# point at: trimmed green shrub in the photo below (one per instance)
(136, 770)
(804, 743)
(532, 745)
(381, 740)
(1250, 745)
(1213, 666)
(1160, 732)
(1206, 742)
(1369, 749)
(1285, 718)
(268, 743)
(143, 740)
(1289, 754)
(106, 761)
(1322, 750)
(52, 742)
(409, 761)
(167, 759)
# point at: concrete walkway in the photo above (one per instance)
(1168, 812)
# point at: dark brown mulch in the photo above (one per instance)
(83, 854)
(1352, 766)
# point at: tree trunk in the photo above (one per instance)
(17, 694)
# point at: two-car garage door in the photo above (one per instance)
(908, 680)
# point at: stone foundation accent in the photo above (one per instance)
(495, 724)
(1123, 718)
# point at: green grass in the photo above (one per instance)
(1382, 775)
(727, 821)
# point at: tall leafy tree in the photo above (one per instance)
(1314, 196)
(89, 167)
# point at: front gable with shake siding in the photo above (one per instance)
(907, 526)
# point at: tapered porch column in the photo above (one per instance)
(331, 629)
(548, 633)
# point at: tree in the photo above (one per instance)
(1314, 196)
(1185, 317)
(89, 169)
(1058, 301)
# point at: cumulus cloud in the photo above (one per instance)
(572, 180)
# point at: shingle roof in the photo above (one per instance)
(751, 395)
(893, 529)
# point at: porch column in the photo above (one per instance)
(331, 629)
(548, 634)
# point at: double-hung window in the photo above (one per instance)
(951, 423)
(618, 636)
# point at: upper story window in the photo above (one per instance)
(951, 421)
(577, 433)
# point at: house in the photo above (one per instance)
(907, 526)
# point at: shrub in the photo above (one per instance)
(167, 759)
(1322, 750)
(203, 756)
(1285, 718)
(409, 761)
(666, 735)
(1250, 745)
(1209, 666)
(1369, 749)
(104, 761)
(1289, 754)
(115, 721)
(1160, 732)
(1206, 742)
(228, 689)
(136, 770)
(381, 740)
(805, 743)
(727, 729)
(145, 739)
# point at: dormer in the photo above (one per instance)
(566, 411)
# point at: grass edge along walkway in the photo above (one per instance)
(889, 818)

### Required task
Reproduce every line of the data above verbatim, in its original order.

### Task result
# point at: trimmed green shrub in the photo below (one per instance)
(136, 770)
(804, 743)
(532, 745)
(381, 740)
(1250, 745)
(1213, 666)
(1160, 732)
(1206, 742)
(1369, 749)
(1285, 718)
(268, 743)
(143, 740)
(1289, 754)
(106, 761)
(1322, 750)
(52, 742)
(409, 761)
(167, 759)
# point at: concrete walkway in the photo above (one per instance)
(1168, 812)
# point at: dark brown mulch in the photo above (one per instance)
(83, 854)
(1352, 766)
# point at: tree trunk in the photo above (one per instance)
(17, 694)
# point at: two-car garage door in the photo above (one per instance)
(908, 680)
# point at: stone foundation accent in the photo above (one per instance)
(495, 724)
(1123, 718)
# point at: green grass in the photo above (one per instance)
(1382, 775)
(727, 821)
# point at: tall leafy tree in the photo above (one per instance)
(1314, 196)
(89, 167)
# point at: front gable with shake siding in the photo above (one per instance)
(907, 526)
# point at: tapered porch column in the photo above (one per instance)
(331, 629)
(548, 633)
# point at: tree in the photo above (one per instance)
(1314, 196)
(1185, 317)
(89, 169)
(1058, 301)
# point at: cumulus cloud in the photo above (one per instance)
(572, 180)
# point at: shingle roof in the photo above (one per instance)
(751, 395)
(893, 529)
# point at: porch column in the photo above (one per instance)
(331, 629)
(548, 634)
# point at: double-hung window in the photo above (one per instance)
(951, 423)
(618, 636)
# point at: upper story window in the photo above (one per instance)
(951, 421)
(577, 433)
# point at: house in the photo above (one per instance)
(907, 526)
# point at: shrub in the photo above (one per instance)
(167, 759)
(1322, 750)
(203, 756)
(1285, 718)
(409, 761)
(666, 735)
(1250, 745)
(1209, 666)
(1369, 749)
(104, 761)
(1289, 754)
(115, 721)
(1160, 732)
(1206, 742)
(228, 689)
(136, 770)
(381, 740)
(805, 743)
(727, 729)
(145, 739)
# point at: dormer in the photo above (one per instance)
(566, 411)
# point at: grass edge along walkway in the photo above (one per instance)
(889, 818)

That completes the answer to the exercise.